**EXCERPT TO READ:**
# # # #

RESEARCH FACTS ON
Brian D. Ray, Ph.D.
Homeschooling—that is, parent-led home-based education—is an age-old traditional educational practice that a decade ago appeared to be cutting-edge and “alternative” but is now bordering on “mainstream” in the United States. There are about 2.4 million home-educated students in the United States, and it appears the homeschool population is continuing to grow (at an estimated 2% to 8% per annum over the past few years) (Ray, 2011). It may be the fastest-growing form of education in the United States. Home-based education has also been growing around the world in many other nations (e.g., Australia, Canada, Hungary, Japan, Kenya, and the United Kingdom).
Reasons for Home Educating
• Most parents and youth decide to homeschool for more than one reason.
• The most common reasons given for choosing home-based education are the following:
• customize or individualize the curriculum and learning environment for each child,
• accomplish more academically than in schools,
• use pedagogical approaches other than those typical in institutional schools,
• enhance family relationships between children and parents and among siblings,
• provide guided and reasoned social interactions with youthful peers and adults,
• provide a safer environment for children and youth, because of physical violence, drugs and alcohol, psychological abuse, and improper and unhealthy sexuality associated with institutional schools, and
• teach and impart a particular set of values, beliefs, and worldview to children and youth.

# # # #

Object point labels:
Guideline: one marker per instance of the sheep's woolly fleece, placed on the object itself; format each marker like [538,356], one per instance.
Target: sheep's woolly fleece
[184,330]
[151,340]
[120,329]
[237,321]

# # # #

**WHAT IS ASKED:**
Reproduce the passage on homeschooling word for word between "Homeschooling—that is, parent-led" and "the United Kingdom).", inclusive.

**FULL RESPONSE:**
Homeschooling—that is, parent-led home-based education—is an age-old traditional educational practice that a decade ago appeared to be cutting-edge and “alternative” but is now bordering on “mainstream” in the United States. There are about 2.4 million home-educated students in the United States, and it appears the homeschool population is continuing to grow (at an estimated 2% to 8% per annum over the past few years) (Ray, 2011). It may be the fastest-growing form of education in the United States. Home-based education has also been growing around the world in many other nations (e.g., Australia, Canada, Hungary, Japan, Kenya, and the United Kingdom).